## TRAVAIL DEMANDÉ
1. Recopiez le passage de l'extrait fourni qui va de « En tout état » à « principe du contradictoire. ».
2. Relevez toutes les dates complètes mentionnées dans l'extrait fourni.

## EXTRAIT FOURNI
La Société fait valoir que le certificat médical initial produit par Mme [H] ne mentionne pas précisément l'une des pathologies prévues par le tableau 57 et que la Caisse a décidé de prendre en charge la maladie au titre d'une tendinopathie chronique de la coiffe des rotateurs de l'épaule gauche sans établir que celle-ci avait été objectivée par IRM. Elle remet en cause le diagnostic opéré par la Caisse excipant d'une échographie des épaules réalisée le 7 novembre 2016 qui a conclu à « un aspect échographique en faveur d'une tendinite calcifiante du sus épineux droit, du sus et sous épineux gauche », maladie qui n'est pas mentionnée au tableau 57. Elle rappelle que le décret n°2011-1315 du 17 octobre 2011 a spécifiquement exclu du tableau les pathologies calcifiantes, les études épidémiologiques ayant conclu qu'il n'existait aucun lien de causalité entre ces pathologies et l'activité professionnelle. La Société relève que finalement la Caisse admet qu'il existe des calcifications, notamment au niveau du sus et du sous épineux gauches, prétendant désormais que la prise en charge concernerait uniquement une tendinopathie du long biceps gauche qui, au regard de l'échographie, ne serait pas calcifiante. Or, le tableau 57 ne fait aucune distinction entre les différents tendons composant la coiffe des rotateurs.

En tout état de cause, la Société estime que la Caisse n'établit pas que Mme [H] a été exposée au risque visé par ledit tableau puisqu'elle n'effectue pas de mouvements en abduction dans le cadre de son activité professionnelle. Dès lors qu'il existait des divergences entre les déclarations de la salariée et de son employeur, la Caisse aurait dû procéder à une enquête. Or, aucune étude de poste n'a été réalisée. Au demeurant, l'agent enquêteur a entendu l'assurée par téléphone le 30 mars 2017 (cf " chronologie des démarches " - Page n°3) sans dresser de procès-verbal de cet échange téléphonique de sorte que l'audition n'a pas été soumise à la consultation de l'employeur, contrevenant ainsi au principe du contradictoire.

Réponse de la cour

Aux termes des dispositions de l'article L. 461-1 du code de la sécurité sociale,

Est présumée d'origine professionnelle toute maladie désignée dans un tableau de maladies professionnelles et contractée dans les conditions mentionnées à ce tableau.

## ENREGISTREMENTS PRÉSENTÉS
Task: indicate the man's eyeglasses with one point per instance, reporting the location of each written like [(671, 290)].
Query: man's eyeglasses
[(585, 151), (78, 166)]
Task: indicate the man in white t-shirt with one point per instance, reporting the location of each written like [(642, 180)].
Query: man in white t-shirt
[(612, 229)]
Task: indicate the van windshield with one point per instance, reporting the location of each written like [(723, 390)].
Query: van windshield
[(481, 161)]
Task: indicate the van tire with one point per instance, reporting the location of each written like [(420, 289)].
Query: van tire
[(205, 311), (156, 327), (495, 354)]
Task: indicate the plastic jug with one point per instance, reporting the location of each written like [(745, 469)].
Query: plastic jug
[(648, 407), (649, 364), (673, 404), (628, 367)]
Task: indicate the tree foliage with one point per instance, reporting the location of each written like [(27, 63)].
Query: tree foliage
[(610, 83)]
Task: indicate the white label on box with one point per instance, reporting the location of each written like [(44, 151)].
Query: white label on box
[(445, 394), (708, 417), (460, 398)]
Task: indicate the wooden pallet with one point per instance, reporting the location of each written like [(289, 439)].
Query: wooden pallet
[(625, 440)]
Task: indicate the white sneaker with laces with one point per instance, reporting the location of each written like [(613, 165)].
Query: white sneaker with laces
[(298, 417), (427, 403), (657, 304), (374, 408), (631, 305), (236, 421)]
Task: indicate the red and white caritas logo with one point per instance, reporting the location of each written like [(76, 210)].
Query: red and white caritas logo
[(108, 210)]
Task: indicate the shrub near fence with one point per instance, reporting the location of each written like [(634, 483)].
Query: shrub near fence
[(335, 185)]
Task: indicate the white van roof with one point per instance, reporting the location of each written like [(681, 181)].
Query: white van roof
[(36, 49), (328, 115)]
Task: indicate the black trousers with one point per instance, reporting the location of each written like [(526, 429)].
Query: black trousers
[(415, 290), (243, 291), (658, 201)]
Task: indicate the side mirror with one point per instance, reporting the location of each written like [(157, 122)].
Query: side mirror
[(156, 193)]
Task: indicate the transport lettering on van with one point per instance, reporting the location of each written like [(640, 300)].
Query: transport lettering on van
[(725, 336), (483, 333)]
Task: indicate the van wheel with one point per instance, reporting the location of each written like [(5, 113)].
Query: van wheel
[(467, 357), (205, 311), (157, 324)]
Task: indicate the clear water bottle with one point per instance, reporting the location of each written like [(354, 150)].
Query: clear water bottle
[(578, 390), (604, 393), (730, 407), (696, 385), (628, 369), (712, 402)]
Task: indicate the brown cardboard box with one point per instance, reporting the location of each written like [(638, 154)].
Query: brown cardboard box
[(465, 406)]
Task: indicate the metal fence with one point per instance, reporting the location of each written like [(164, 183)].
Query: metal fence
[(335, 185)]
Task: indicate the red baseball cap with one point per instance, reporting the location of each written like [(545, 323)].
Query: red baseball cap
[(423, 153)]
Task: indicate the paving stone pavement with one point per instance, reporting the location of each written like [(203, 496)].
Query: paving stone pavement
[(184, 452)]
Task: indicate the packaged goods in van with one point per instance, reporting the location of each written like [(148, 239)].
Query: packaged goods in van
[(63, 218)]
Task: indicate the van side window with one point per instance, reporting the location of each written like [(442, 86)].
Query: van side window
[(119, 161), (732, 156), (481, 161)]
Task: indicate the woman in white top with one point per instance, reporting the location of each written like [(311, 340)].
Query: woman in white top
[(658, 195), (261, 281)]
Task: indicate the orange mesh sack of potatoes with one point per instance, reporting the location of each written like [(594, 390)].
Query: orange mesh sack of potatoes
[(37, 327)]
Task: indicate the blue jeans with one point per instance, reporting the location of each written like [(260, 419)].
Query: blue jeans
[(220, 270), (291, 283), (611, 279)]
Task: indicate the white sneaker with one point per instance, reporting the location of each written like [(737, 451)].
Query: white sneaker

## RÉSULTATS DE L'EXERCICE
1.
En tout état de cause, la Société estime que la Caisse n'établit pas que Mme [H] a été exposée au risque visé par ledit tableau puisqu'elle n'effectue pas de mouvements en abduction dans le cadre de son activité professionnelle. Dès lors qu'il existait des divergences entre les déclarations de la salariée et de son employeur, la Caisse aurait dû procéder à une enquête. Or, aucune étude de poste n'a été réalisée. Au demeurant, l'agent enquêteur a entendu l'assurée par téléphone le 30 mars 2017 (cf " chronologie des démarches " - Page n°3) sans dresser de procès-verbal de cet échange téléphonique de sorte que l'audition n'a pas été soumise à la consultation de l'employeur, contrevenant ainsi au principe du contradictoire.

2.
- 7 novembre 2016
- 17 octobre 2011
- 30 mars 2017